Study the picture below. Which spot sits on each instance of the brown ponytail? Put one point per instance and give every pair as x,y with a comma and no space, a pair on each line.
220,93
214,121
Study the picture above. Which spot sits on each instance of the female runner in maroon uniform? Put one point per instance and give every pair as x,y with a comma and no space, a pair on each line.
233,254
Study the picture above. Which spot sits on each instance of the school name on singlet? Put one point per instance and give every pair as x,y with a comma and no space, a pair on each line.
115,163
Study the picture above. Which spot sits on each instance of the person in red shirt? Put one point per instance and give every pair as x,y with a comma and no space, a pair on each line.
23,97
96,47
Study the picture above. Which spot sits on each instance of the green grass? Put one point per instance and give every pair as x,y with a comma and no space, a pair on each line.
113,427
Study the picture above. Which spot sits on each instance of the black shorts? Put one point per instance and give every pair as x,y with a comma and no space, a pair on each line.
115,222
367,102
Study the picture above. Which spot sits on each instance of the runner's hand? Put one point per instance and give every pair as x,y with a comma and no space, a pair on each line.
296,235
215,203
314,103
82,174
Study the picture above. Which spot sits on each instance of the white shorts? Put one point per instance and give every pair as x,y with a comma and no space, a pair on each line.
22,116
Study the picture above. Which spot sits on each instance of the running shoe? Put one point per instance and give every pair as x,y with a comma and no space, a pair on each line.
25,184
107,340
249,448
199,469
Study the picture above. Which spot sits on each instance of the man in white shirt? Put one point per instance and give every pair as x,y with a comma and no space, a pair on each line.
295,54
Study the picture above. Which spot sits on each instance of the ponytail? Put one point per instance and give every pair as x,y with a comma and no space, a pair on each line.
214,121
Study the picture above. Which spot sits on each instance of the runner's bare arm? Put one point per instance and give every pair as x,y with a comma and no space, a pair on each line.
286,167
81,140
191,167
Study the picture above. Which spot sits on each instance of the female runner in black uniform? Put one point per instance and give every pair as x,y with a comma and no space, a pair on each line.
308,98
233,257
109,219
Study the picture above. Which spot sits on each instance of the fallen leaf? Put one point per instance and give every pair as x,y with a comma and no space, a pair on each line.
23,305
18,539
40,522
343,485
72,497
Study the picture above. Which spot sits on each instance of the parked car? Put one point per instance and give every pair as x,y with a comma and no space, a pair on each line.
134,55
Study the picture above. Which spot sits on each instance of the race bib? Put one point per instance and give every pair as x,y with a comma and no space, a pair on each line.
________________
Written request
Quote, word for word, every line starting at the one that contains "man in white" and ending with the final line of the entries.

Result for this task
Study the picture above. Which spot sits on each instance of the man in white shirt? Put one point per instance and give every pair as x,y with a comma and no space, a pair on each line.
295,54
Study the picture above. Which spot sits on each instance of the ponytail? Put one point per instance and give every pair as x,y with a comma and no space, a pair on each line.
214,121
Study the picture above. Which spot sits on each instance of the runner's bare arm? Put one point per instance and give every pair as x,y with a comma and no space, a pair on each line.
286,167
81,140
191,167
Study the picture above. Which spot sits on each instance of the female runner in black uniform? Put one point per instance and give every pair as x,y with a comma and no space, a pair on each line.
308,98
233,257
109,219
Study the picture above. Which spot sits on each instance of the fallen leaf? Put one point per instance and give every pair as x,y with a comma and no space, a pair on each line.
23,305
18,539
40,522
343,485
72,497
Study the picture above. Which spot sits on each instance of the parked car? Put one point per instance and give every pair as x,y with a comma and no space, a pair on each line.
134,55
Study the picture above. Which spot sits on each instance of the race bib? Put one point per instance and give every pair as x,y with a comma and no space, a pair on each line.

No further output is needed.